---- STORED ROWS
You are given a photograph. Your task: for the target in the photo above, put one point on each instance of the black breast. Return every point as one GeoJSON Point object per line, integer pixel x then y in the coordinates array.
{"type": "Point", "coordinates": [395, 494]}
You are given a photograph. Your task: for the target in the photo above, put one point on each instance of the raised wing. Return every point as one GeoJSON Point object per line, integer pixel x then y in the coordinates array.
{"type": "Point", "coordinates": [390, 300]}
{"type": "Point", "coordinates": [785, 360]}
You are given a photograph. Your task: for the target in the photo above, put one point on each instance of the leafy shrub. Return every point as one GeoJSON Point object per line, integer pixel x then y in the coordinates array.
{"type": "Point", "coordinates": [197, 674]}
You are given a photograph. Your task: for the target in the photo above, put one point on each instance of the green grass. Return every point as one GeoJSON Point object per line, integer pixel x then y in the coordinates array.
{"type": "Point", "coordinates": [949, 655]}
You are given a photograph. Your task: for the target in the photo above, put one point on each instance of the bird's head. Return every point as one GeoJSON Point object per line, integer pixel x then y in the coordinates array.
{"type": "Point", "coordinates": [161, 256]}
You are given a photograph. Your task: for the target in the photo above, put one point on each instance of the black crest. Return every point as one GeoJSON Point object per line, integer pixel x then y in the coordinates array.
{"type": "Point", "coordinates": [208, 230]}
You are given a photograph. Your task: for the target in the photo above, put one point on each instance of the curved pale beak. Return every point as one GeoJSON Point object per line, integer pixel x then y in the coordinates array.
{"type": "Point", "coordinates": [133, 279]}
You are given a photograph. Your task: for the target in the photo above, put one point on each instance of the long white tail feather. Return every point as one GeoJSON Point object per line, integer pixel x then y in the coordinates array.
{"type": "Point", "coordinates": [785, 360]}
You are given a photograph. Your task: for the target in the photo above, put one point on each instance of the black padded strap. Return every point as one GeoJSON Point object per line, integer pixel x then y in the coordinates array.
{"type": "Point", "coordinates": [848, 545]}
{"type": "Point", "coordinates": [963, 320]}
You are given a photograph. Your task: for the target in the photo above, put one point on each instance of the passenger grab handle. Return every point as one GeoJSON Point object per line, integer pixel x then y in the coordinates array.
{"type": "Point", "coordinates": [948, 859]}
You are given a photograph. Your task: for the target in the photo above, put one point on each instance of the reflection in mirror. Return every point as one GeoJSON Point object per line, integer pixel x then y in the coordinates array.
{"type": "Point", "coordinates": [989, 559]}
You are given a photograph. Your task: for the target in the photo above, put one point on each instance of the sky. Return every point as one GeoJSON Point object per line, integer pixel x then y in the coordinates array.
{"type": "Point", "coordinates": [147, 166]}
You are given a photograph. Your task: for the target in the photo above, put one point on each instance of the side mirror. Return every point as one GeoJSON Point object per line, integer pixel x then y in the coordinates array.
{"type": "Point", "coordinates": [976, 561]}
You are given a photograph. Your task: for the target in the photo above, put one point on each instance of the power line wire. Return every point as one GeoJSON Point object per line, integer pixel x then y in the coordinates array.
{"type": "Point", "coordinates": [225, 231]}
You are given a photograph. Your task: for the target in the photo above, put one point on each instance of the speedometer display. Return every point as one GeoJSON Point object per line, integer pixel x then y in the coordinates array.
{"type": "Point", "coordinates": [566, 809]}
--------
Quote verbatim the rows between the line containing "of the speedometer" and the end of the rows, inclusive.

You are given a photograph. Your task: for the target in the photo above, put one point on each instance of the speedometer display. Return every point as one GeoJSON Point object per line, integer pixel x then y in the coordinates array.
{"type": "Point", "coordinates": [566, 809]}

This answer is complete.